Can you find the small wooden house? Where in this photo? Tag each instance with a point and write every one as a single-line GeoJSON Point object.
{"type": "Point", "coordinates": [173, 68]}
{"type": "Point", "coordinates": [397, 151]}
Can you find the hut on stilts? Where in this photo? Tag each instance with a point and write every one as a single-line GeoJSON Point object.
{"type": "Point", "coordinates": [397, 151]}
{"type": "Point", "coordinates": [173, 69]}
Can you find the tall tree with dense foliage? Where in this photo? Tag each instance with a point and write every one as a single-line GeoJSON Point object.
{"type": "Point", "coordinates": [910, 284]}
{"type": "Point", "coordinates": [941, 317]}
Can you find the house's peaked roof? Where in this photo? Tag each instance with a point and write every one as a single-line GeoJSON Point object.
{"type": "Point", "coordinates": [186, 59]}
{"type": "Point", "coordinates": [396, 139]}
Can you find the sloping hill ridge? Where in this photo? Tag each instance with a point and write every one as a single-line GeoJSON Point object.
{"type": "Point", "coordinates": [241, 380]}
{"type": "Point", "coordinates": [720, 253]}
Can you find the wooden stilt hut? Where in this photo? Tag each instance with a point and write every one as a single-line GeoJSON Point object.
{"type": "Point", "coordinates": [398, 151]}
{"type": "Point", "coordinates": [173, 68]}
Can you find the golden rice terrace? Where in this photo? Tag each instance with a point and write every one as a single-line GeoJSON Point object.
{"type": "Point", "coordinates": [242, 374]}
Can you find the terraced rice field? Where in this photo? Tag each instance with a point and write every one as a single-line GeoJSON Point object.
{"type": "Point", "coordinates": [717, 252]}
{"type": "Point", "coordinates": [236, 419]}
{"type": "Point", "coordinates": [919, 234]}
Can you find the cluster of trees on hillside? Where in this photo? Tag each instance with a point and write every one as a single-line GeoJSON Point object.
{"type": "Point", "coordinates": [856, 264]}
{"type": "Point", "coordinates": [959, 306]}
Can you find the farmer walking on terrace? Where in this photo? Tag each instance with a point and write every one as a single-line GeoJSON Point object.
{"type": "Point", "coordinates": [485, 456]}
━━━━
_Task details:_
Reproduce the full set of records precisely.

_Response for this exercise:_
Can you find the small wooden house? Where in this photo? Tag each instance with a point and write every one as a single-line GeoJSON Point object.
{"type": "Point", "coordinates": [173, 68]}
{"type": "Point", "coordinates": [397, 151]}
Can you find the hut on stilts? Where in this photo? Tag each instance with a point and write every one as a single-line GeoJSON Point object.
{"type": "Point", "coordinates": [397, 151]}
{"type": "Point", "coordinates": [173, 69]}
Can you find the tall tree with dense foliage? Where in this photo? Tag each instance with a point and write every one as a single-line GeoJSON Point object.
{"type": "Point", "coordinates": [910, 284]}
{"type": "Point", "coordinates": [941, 317]}
Can you find the house's peaked roof? Where in this photo? Tag each instance with a point and write every one as a single-line GeoJSON Point object.
{"type": "Point", "coordinates": [186, 59]}
{"type": "Point", "coordinates": [396, 139]}
Can you find the sloping hill ridge? Where in this photo? Tag each instance with a point and write every one as a single-line GeoJSON Point object.
{"type": "Point", "coordinates": [241, 380]}
{"type": "Point", "coordinates": [720, 253]}
Can you find the wooden stilt hut? Where in this photo? Tag each instance with a point and write every one as a single-line GeoJSON Point object.
{"type": "Point", "coordinates": [398, 151]}
{"type": "Point", "coordinates": [173, 68]}
Can you find the golden rice terrace? Where in this photo? Tag each instance with a point and write every one as a single-line GeoJSON Point object.
{"type": "Point", "coordinates": [242, 374]}
Can you find the terraced rice field? Where in this photo? Tag each instance with a point and write every one as a single-line GeoJSON Point object.
{"type": "Point", "coordinates": [717, 252]}
{"type": "Point", "coordinates": [236, 419]}
{"type": "Point", "coordinates": [919, 234]}
Can you find the cluster of trees on hillside? Where in this photo? Tag each instance with a point and write every one as a single-line GeoJSON Point object.
{"type": "Point", "coordinates": [856, 264]}
{"type": "Point", "coordinates": [959, 306]}
Can you find the farmer walking on terrace? Where in this photo? Tag each instance with a point and write every one as a single-line GeoJSON Point object.
{"type": "Point", "coordinates": [485, 456]}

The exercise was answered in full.